On the Bayesian Analysis of Population Size

Ruth King and Stephen P. Brooks

University of Bristol and University of Cambridge, England

Summary

In this paper we consider the problem of estimating the total size of a population from a series of incomplete census data. We observe that inference is typically highly sensitive to the choice of model and we demonstrate how Bayesian model averaging techniques easily overcome this problem. We combine and extend the work of Madigan and York (1997) and Dellaportas and Forster (1999) using reversible jump MCMC simulation to calculate posterior model probabilities which can then be used to estimate model averaged statistics of interest. We provide a detailed description of the simulation procedures involved and consider a wide variety of modelling issues, such as the range of models considered, their parameterisation, both prior choice and sensitivity, and computational efficiency. We consider a detailed example concerning adolescent injuries in Pennsylvania on the basis of medical, school and survey data. In the context of this example, we discuss the relationship between posterior model probabilities and the associated information criteria values for model selection. We also discuss cost-efficiency issues with particular reference to inclusion and exclusion of sources on the grounds of cost. We consider a decision theoretic approach, which balances the cost and accuracy of different combinations of data sources to guide future decisions on data collection.

Keywords:

Contingency table; Unobserved data; Log-linear models; Markov chain Monte Carlo; Reversible jump MCMC; Posterior model probabilities; Decision theory; Cost-effectiveness.

Appeared as King, R. and Brooks, S.P. (2001) "On the Bayesian Analysis of Population Size". Biometrika 88 pp317--336.

• **WORK ITEM**
Copy everything from "Contingency table; Unobserved" down to "Decision theory; Cost-effectiveness." in the population-size abstract, substituting "Decision analysis" for "Decision theory". The items that come next have no connection to the population-size abstract.

• **SOURCE DATA**

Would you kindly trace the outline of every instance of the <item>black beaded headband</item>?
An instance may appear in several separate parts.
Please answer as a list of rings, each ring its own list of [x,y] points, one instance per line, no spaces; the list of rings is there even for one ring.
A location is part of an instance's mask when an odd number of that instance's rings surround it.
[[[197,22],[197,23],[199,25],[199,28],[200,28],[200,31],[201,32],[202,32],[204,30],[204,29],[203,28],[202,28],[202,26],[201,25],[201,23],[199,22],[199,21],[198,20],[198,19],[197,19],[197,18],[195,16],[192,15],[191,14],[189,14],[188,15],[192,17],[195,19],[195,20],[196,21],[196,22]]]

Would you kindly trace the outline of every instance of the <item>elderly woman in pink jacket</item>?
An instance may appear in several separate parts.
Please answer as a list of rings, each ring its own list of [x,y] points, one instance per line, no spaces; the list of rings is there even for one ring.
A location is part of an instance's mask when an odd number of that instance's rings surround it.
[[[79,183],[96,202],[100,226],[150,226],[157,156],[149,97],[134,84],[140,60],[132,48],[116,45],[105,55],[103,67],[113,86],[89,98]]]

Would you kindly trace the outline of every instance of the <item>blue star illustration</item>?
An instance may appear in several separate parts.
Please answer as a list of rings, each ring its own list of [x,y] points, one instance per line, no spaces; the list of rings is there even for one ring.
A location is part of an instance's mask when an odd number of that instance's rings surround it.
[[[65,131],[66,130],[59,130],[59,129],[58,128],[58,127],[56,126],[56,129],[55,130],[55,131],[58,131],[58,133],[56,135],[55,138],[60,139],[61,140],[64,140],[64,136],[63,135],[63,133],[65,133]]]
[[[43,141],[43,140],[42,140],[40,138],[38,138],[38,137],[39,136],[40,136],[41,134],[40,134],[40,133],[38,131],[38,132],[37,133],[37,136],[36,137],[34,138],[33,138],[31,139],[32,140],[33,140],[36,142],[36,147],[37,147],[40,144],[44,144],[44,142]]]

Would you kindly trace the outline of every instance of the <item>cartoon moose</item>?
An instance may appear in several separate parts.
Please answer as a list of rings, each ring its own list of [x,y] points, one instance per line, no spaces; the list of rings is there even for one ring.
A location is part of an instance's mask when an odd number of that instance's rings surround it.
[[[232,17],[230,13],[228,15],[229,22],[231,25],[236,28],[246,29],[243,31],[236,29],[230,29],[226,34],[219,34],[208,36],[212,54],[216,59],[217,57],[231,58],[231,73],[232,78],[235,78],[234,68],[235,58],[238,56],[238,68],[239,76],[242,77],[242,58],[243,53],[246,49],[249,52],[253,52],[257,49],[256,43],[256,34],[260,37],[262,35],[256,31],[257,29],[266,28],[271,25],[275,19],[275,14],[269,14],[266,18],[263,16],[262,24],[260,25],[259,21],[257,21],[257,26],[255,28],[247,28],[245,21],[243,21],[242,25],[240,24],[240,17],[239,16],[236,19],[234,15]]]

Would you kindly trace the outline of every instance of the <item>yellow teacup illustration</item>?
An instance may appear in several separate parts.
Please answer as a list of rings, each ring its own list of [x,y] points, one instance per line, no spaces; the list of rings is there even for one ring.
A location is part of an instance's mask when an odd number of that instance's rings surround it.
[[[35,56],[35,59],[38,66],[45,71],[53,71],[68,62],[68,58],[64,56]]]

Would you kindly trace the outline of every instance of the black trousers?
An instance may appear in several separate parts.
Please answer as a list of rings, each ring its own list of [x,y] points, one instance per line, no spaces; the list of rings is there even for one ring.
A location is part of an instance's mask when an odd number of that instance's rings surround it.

• **TASK RESULT**
Contingency table; Unobserved data; Log-linear models; Markov chain Monte Carlo; Reversible jump MCMC; Posterior model probabilities; Decision analysis; Cost-effectiveness.